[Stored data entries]
%%

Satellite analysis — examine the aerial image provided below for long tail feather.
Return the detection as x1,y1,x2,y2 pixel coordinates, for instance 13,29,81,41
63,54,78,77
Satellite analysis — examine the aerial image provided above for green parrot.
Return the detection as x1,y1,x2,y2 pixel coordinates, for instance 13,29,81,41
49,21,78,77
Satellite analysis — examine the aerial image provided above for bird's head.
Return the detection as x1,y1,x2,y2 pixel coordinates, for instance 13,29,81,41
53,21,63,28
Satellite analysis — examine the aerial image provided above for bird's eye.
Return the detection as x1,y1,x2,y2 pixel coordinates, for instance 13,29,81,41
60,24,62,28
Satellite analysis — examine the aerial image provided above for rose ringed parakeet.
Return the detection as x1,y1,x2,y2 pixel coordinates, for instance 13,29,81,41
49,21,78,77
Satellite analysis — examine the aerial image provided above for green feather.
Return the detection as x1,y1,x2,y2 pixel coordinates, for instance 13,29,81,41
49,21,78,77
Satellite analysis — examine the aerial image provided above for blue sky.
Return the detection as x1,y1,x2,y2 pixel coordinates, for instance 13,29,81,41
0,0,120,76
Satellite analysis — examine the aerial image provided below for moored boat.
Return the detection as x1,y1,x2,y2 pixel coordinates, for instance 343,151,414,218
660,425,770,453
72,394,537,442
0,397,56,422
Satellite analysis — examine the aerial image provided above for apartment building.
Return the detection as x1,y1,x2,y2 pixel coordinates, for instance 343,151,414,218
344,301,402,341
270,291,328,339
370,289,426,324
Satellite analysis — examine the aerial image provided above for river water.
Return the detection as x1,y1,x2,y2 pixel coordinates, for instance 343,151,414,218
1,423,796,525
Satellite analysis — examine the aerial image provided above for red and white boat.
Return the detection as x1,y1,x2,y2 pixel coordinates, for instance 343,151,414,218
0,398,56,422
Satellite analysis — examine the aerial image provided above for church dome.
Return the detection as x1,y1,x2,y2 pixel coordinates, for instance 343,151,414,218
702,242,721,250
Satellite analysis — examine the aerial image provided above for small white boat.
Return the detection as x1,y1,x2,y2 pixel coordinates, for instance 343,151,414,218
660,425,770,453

%%

§ **What is needed**:
The range runs from the line above containing "for blue sky." to the line containing "for church dome.", inclusive. Restate those lines word for word and no others.

§ **Finished exercise**:
Satellite analysis — examine the aerial image provided above for blue sky.
Return the detection as x1,y1,x2,y2 pixel coordinates, for instance 13,29,81,41
0,0,120,76
Satellite analysis — examine the aerial image provided below for moored boat.
Return the detection as x1,y1,x2,y2 pixel coordinates, for instance 343,151,414,218
660,425,770,453
72,394,537,442
0,397,56,422
Satellite analysis — examine the aerial image provided above for apartment building.
Return the detection as x1,y1,x2,y2 pixel coordinates, for instance 343,151,414,218
344,301,402,341
270,291,328,339
370,289,426,324
Satellite analysis — examine the aerial image provided above for river water.
Return the detection as x1,y1,x2,y2 pixel coordinates, for instance 343,151,414,218
1,423,796,525
Satellite analysis — examine the aerial image provided above for red and white boat.
Return the detection as x1,y1,x2,y2 pixel coordinates, for instance 343,151,414,218
0,398,56,422
Satellite analysis — examine the aerial image provided above for church dome.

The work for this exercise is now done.